Exercise instructions
1 > In the blog page below, who won the Trillium Book Award, and for which novel?
2 > Please print the part of the blog page from "African-Americans are returning" up to and including "class in the US.".

Quoted passage
Friday, April 29, 2005

Black Invasion in Paris

African-Americans are returning to Paris for their history, culture and a sense of American identity:

Until recently, it was impossible for visitors to the French capital to gain more than a fleeting impression of the city's role in the development of the African-American identity.
But over the last few years a new form of tourism has appeared thanks to growing demand from the educated black middle class in the US.
Several operators are now offering culturally-specific guided tours to open up the rich heritage of Josephine Baker, Sidney Bechet, James Baldwin, Richard Wright and the countless others who came to France to escape the suffocating restrictions of their homeland.

(via BBC)

Posted by Maranda at 13:44:26 | Permanent Link | Comments (0) |

Thursday, April 28, 2005

Frozen Hardcover Fiction

Who needs Oprah's Book Club to boost book sales when you can shop in the frozen hardcover fiction aisle at your local Loblaws?  At least that seems to be the mentality of Sterling, a suburb in the state of Virginia.  Pocket-size paperbacks are being displayed alongside hardcover books at grocery stores across America in an attempt to lure readers and shoppers alike, the majority of whom are women.  (If this act doesn't smell of desperation, I don't know what does.)
I can now hear the faint sounds of more independent bookstores becoming defunct. 

(via New York Times)

Posted by Maranda at 15:01:29 | Permanent Link | Comments (0) |

And the Trillium Book Award winner is...

Toronto-based writer Wayson Choy for his novel, All That Matters.

(via CBC Arts)

Posted by Maranda at 14:37:15 | Permanent Link | Comments (0) |

Blog-Peeping Tom

Bookninja, Bookslut and Maud Newton are all cited in “Word Associations,” and are blogs that I frequently peruse:

So I’m sitting at my desk in my home office/children’s playroom writing and thinking and things are going pretty well and I feel like I’ve finally got the main character of the novel I’m working on sorted out, and I’ve actually managed to write quite a lot and I figure: Dammit, I deserve a break. But instead of taking a stroll to the water cooler, like I imagine people who work in real offices do when they need to literally and figuratively stretch their legs, I open up my Favourites to one of the lit blogs I frequent.

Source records
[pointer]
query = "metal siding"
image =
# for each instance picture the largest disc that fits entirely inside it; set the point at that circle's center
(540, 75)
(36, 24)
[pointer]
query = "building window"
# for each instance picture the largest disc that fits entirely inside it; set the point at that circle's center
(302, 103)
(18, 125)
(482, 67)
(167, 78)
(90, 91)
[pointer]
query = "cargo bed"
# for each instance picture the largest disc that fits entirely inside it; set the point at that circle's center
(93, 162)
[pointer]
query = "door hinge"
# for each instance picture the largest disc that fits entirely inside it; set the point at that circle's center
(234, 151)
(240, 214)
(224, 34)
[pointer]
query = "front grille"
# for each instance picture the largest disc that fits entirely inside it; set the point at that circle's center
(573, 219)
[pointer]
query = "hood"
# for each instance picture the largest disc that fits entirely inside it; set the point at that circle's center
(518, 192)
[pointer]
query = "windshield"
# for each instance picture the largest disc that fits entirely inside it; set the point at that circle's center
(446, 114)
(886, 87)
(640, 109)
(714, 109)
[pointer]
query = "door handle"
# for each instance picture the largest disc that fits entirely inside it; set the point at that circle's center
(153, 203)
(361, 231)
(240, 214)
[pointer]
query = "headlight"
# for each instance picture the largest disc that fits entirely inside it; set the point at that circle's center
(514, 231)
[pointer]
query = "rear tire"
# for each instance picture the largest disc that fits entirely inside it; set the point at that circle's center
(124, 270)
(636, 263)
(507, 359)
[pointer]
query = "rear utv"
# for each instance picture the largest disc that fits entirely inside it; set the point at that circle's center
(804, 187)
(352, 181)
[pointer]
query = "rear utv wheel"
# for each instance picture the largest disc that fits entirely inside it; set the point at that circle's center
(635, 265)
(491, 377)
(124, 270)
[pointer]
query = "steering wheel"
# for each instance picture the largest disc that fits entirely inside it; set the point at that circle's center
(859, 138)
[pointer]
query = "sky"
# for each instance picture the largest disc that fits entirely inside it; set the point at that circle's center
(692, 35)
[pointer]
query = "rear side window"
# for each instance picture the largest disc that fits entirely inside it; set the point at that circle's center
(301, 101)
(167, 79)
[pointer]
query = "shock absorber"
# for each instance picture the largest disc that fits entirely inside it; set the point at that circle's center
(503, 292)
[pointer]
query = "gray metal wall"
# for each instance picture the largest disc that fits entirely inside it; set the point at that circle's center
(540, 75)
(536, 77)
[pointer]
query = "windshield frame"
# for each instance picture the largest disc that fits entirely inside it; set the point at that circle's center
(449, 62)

Set of answers
1 > Toronto-based writer Wayson Choy won it for his novel All That Matters.

2 >
African-Americans are returning to Paris for their history, culture and a sense of American identity:

Until recently, it was impossible for visitors to the French capital to gain more than a fleeting impression of the city's role in the development of the African-American identity.
But over the last few years a new form of tourism has appeared thanks to growing demand from the educated black middle class in the US.